__Problem to solve__
When you tally the lines in the records below, how many contain the string "with"? Case matters; give only the number.

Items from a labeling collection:
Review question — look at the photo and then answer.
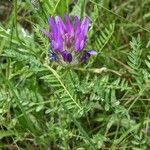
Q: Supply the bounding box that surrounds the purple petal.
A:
[74,16,81,37]
[65,15,74,37]
[41,29,51,39]
[81,17,90,36]
[61,51,72,63]
[87,50,97,55]
[55,16,65,35]
[74,38,80,52]
[48,17,56,32]
[81,50,97,62]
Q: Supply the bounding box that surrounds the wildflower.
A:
[41,15,97,66]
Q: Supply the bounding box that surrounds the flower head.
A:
[41,15,96,65]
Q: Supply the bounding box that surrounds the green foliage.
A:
[0,0,150,150]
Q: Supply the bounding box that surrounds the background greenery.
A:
[0,0,150,150]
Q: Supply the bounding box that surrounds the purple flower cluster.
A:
[41,15,97,65]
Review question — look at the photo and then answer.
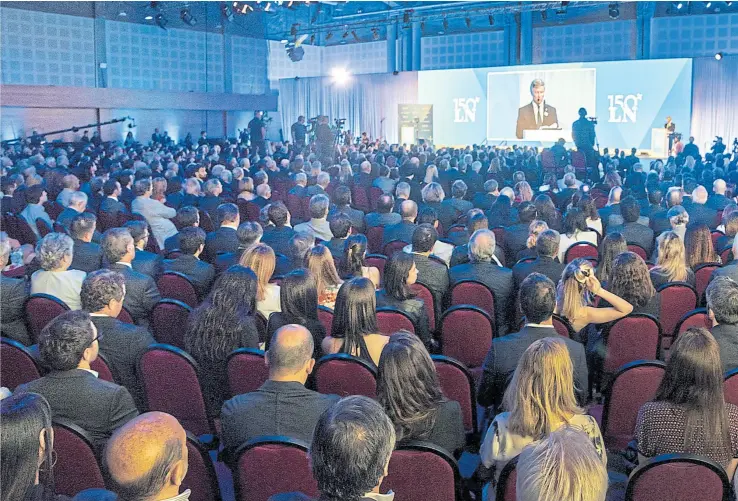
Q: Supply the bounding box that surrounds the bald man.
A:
[220,324,338,457]
[105,412,190,501]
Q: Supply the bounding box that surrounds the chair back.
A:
[53,417,105,496]
[156,271,200,308]
[564,242,600,264]
[314,353,377,398]
[182,432,220,501]
[226,348,269,397]
[625,454,731,501]
[24,294,69,344]
[138,344,214,436]
[603,313,661,374]
[233,436,319,501]
[377,306,415,336]
[150,299,192,349]
[431,355,477,434]
[601,360,666,450]
[0,337,41,391]
[318,305,333,337]
[440,305,494,367]
[382,440,460,501]
[658,282,698,344]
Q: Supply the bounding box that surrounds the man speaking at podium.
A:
[515,78,559,139]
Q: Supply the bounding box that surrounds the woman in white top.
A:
[239,243,282,320]
[480,337,607,500]
[31,233,87,310]
[559,207,597,263]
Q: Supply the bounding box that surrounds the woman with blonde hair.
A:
[480,336,607,500]
[238,243,282,320]
[307,245,343,309]
[651,231,695,289]
[556,258,633,333]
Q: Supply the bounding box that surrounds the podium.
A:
[651,129,669,158]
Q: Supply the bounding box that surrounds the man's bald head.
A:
[266,324,315,376]
[105,412,187,501]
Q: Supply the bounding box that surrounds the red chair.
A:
[382,440,460,501]
[314,353,377,398]
[602,313,661,375]
[628,244,648,261]
[0,337,41,391]
[53,417,105,496]
[156,271,200,308]
[150,299,192,349]
[601,360,666,450]
[233,436,319,501]
[377,306,415,336]
[366,226,384,254]
[182,432,220,501]
[138,344,215,436]
[24,294,69,344]
[625,454,732,501]
[383,240,408,257]
[318,305,333,337]
[431,355,477,434]
[657,282,698,344]
[410,282,436,332]
[226,348,269,397]
[440,305,494,368]
[564,242,600,266]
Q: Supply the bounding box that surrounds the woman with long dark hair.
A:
[377,331,466,455]
[0,393,69,501]
[377,252,433,347]
[266,269,325,359]
[635,327,738,478]
[322,277,389,366]
[184,265,259,416]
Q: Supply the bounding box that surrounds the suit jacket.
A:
[161,254,215,301]
[92,315,156,410]
[203,226,240,263]
[108,263,161,327]
[220,380,339,452]
[261,226,295,256]
[69,238,102,273]
[15,369,138,451]
[515,101,559,139]
[131,249,162,280]
[477,325,589,408]
[0,275,33,346]
[448,262,515,336]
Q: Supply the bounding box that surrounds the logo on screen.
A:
[454,97,480,123]
[607,94,643,123]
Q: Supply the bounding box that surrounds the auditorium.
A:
[0,0,738,501]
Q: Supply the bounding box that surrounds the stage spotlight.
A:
[608,2,620,19]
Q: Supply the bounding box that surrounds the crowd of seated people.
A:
[0,129,738,501]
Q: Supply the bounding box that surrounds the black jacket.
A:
[92,316,156,411]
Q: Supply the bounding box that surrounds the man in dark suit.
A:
[705,278,738,372]
[607,196,653,256]
[515,79,559,139]
[513,230,566,291]
[221,324,338,453]
[477,273,589,409]
[80,270,156,409]
[382,200,418,245]
[125,221,162,280]
[162,228,215,301]
[16,310,138,450]
[448,230,515,336]
[69,212,102,273]
[101,228,161,327]
[203,204,241,263]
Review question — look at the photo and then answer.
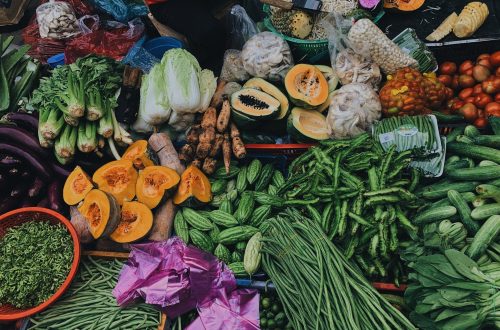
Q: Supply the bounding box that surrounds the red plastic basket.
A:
[245,143,315,157]
[0,207,80,321]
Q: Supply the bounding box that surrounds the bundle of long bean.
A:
[262,209,416,330]
[29,257,161,330]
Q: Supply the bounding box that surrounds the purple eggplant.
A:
[0,143,52,182]
[28,177,45,198]
[47,180,64,212]
[0,125,52,159]
[36,197,49,208]
[2,112,38,136]
[0,196,21,214]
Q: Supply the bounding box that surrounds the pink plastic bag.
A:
[113,237,259,330]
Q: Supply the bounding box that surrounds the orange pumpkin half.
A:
[174,165,212,207]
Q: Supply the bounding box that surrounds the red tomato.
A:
[474,93,493,109]
[459,103,478,122]
[458,87,474,100]
[439,62,457,75]
[438,74,453,87]
[464,96,476,103]
[458,60,474,74]
[472,84,483,96]
[474,118,488,128]
[490,50,500,67]
[484,102,500,117]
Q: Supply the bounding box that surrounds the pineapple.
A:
[271,8,313,39]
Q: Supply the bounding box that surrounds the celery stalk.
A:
[97,104,113,139]
[39,109,64,140]
[56,70,85,118]
[76,121,97,152]
[86,88,106,121]
[54,125,78,158]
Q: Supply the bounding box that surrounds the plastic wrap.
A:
[241,32,293,81]
[220,49,250,82]
[113,237,259,330]
[89,0,149,23]
[229,5,259,49]
[64,17,144,63]
[36,1,80,39]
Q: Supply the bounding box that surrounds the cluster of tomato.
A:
[438,51,500,128]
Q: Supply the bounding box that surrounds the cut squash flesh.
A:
[243,78,290,120]
[78,189,119,239]
[122,140,158,170]
[287,108,329,142]
[231,88,281,120]
[285,64,329,108]
[110,202,153,243]
[63,166,94,205]
[174,165,212,207]
[136,166,180,209]
[92,159,137,205]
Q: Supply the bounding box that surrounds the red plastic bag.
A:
[64,17,144,63]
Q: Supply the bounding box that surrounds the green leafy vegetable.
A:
[0,221,73,308]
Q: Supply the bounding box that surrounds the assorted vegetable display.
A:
[0,0,500,330]
[28,257,162,330]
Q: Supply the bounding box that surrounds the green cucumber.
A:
[214,244,231,265]
[467,215,500,260]
[236,166,248,193]
[219,226,259,245]
[413,206,457,224]
[448,190,479,233]
[446,142,500,163]
[471,203,500,220]
[189,228,215,253]
[182,207,214,231]
[234,191,255,224]
[209,210,239,228]
[446,165,500,181]
[210,179,227,195]
[247,159,262,184]
[421,181,479,200]
[255,164,274,191]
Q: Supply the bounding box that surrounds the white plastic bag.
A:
[36,1,80,39]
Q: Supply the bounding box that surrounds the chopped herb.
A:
[0,221,73,308]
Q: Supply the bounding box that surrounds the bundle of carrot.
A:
[179,81,246,175]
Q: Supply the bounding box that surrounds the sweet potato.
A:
[149,133,184,241]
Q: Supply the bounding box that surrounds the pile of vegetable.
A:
[277,133,421,283]
[174,159,285,276]
[132,49,217,133]
[438,51,500,128]
[0,221,73,309]
[0,35,40,115]
[28,257,162,330]
[262,209,416,329]
[0,112,69,213]
[30,55,132,164]
[402,125,500,329]
[179,94,246,175]
[63,140,185,243]
[259,293,292,330]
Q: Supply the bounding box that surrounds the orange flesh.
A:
[85,203,101,227]
[102,168,130,191]
[73,173,88,194]
[295,71,320,98]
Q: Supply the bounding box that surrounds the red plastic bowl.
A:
[0,207,80,321]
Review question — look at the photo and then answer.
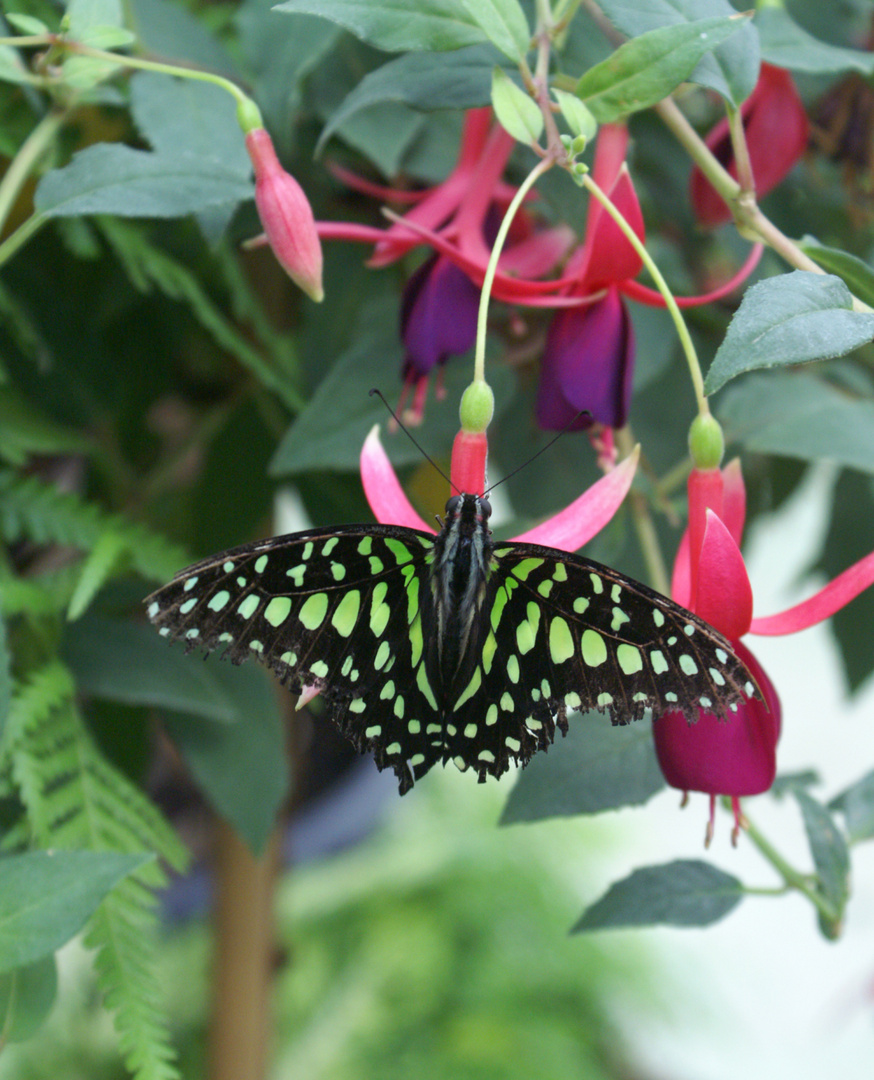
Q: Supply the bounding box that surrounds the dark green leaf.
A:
[501,713,664,825]
[33,143,254,217]
[599,0,758,105]
[792,788,850,913]
[574,860,743,932]
[0,851,153,971]
[64,616,275,724]
[704,270,874,394]
[164,704,288,854]
[798,238,874,307]
[461,0,532,64]
[829,769,874,843]
[755,6,874,75]
[0,956,57,1042]
[716,372,874,472]
[319,45,497,148]
[575,14,744,123]
[274,0,486,53]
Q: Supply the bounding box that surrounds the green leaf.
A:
[754,8,874,76]
[164,704,290,855]
[33,143,254,217]
[716,372,874,473]
[575,15,747,124]
[798,238,874,307]
[599,0,758,105]
[704,270,874,394]
[500,713,664,825]
[0,851,154,971]
[462,0,532,64]
[317,45,495,153]
[64,615,275,724]
[492,67,543,146]
[273,0,486,53]
[829,769,874,843]
[0,956,57,1042]
[574,860,743,933]
[792,788,850,915]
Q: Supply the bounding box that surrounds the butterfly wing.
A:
[146,526,445,794]
[436,543,759,779]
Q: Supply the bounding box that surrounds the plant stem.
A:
[582,173,710,416]
[473,158,553,382]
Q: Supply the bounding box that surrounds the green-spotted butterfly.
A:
[147,495,758,795]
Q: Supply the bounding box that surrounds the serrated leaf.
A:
[33,143,254,217]
[599,0,758,105]
[716,372,874,473]
[0,956,57,1043]
[829,769,874,843]
[500,713,664,825]
[317,45,495,153]
[492,67,543,146]
[273,0,486,53]
[754,6,874,76]
[462,0,532,64]
[574,15,747,124]
[792,788,850,913]
[704,270,874,394]
[573,860,743,933]
[64,615,275,724]
[798,238,874,307]
[0,851,154,971]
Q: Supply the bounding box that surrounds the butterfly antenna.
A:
[371,388,461,495]
[483,408,594,496]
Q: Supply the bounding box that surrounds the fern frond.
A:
[0,472,188,581]
[99,217,305,411]
[3,661,186,1080]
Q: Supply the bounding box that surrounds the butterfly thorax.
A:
[430,495,493,688]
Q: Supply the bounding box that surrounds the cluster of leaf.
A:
[0,0,874,1078]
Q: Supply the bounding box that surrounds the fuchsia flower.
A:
[653,462,874,839]
[245,127,324,300]
[689,64,808,228]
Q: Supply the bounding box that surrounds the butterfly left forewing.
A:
[493,544,757,724]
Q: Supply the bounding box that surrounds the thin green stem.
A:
[582,173,710,415]
[0,109,70,231]
[473,158,553,382]
[743,811,838,923]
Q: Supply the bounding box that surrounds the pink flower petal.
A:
[653,645,780,796]
[695,510,753,642]
[507,447,640,551]
[360,424,434,532]
[750,552,874,634]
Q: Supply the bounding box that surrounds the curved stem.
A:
[582,173,710,415]
[473,158,553,382]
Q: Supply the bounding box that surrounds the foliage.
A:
[0,0,874,1080]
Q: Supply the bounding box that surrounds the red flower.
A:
[246,127,324,300]
[689,64,808,227]
[653,462,874,837]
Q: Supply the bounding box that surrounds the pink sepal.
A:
[360,424,434,532]
[695,510,753,642]
[514,446,640,551]
[750,552,874,635]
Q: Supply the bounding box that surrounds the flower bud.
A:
[246,127,324,301]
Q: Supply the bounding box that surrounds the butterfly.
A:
[146,495,758,795]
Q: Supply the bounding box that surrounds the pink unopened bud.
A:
[246,127,325,300]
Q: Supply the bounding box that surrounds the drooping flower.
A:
[653,462,874,838]
[689,64,808,228]
[245,127,324,300]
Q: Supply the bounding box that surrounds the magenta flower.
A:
[689,64,808,228]
[653,462,874,839]
[245,127,324,300]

__Complete response__
2